PASSAGE TO READ |
Skip to main content

PyTorch Sparse Linear Algebra - Differentiable sparse solvers with CUDA support

Project description

torch-sla logo

torch-sla

PyTorch Sparse Linear Algebra - A differentiable sparse linear equation solver library with multiple backends.

arXiv GitHub Documentation PyPI version License: Apache 2.0 Python 3.8+

📖 Introduction🔧 Installation📚 API Reference💡 Examples📊 Benchmarks

Features

  • 🔥 Differentiable: Full gradient support through torch.autograd
  • 🚀 Multiple Backends: SciPy, Eigen (CPU), CuPy, cuDSS, PyTorch-native (CUDA)
  • 📦 Batched Operations: Support for batched sparse tensors [..., M, N, ...]
  • 🎯 Property Detection: Auto-detect symmetry and positive definiteness
  • High Performance: Auto-selects best solver based on device, dtype, and problem size
  • 🌐 Distributed: Domain decomposition with halo exchange (CFD/FEM style)
  • 🔧 Easy to Use: SparseTensor class with solve, norm, eigs methods
  • 🧮 Nonlinear Solve: Adjoint-based Newton/Anderson solvers with implicit differentiation

Installation

# Basic installation
pip install torch-sla

# GPU users: choose one or both CUDA 12+ backends
pip install torch-sla[cupy]    # + CuPy backend
pip install torch-sla[cudss]   # + cuDSS backend (fastest direct solver on GPU)

DATA EXTRACT |

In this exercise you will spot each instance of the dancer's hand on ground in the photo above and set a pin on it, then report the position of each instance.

SHORT EXERCISE 1 |
According to the torch-sla description, which backend is the fastest direct solver on GPU?
SHORT EXERCISE 2 |
Copy everything in the torch-sla description from "arXiv GitHub Documentation" down to "cuDSS, PyTorch-native (CUDA)".
SHORT EXERCISE 3 |
Carry on writing the torch-sla description from the point where it stops.
You won't need the listing.

ANSWER 1 |
cuDSS

ANSWER 2 |
arXiv GitHub Documentation PyPI version License: Apache 2.0 Python 3.8+

📖 Introduction🔧 Installation📚 API Reference💡 Examples📊 Benchmarks

Features

  • 🔥 Differentiable: Full gradient support through torch.autograd
  • 🚀 Multiple Backends: SciPy, Eigen (CPU), CuPy, cuDSS, PyTorch-native (CUDA)

ANSWER 3 |
# Full installation with all runtime backends (does not include dev/docs)
pip install torch-sla[all]

# From source (for development)
git clone https://github.com/walkerchi/torch-sla.git
cd torch-sla
pip install -e ".[dev]"     # development tools (pytest, black, isort, mypy)
pip install -e ".[docs]"    # documentation tools (sphinx, furo)

Note: The core install (pip install torch-sla) pulls in torch, numpy, scipy, and ninja — enough to run CPU solvers out of the box. torch-sla[all] additionally bundles pytest, nvmath-python, and cupy-cuda12x, but does not include [dev] or [docs] — install those separately if needed.

After installation, you can inspect which backends are available on your machine:

import torch_sla
torch_sla.show_backends()

Quick Start

Basic Solve

import torch
from torch_sla import SparseTensor

# Create sparse matrix from dense (for small matrices)
dense = torch.tensor([[4.0, -1.0,  0.0],
                      [-1.0, 4.0, -1.0],
                      [ 0.0, -1.0, 4.0]], dtype=torch.float64)
A = SparseTensor.from_dense(dense)

# Solve Ax = b
b = torch.tensor([1.0, 2.0, 3.0], dtype=torch.float64)
x = A.solve(b)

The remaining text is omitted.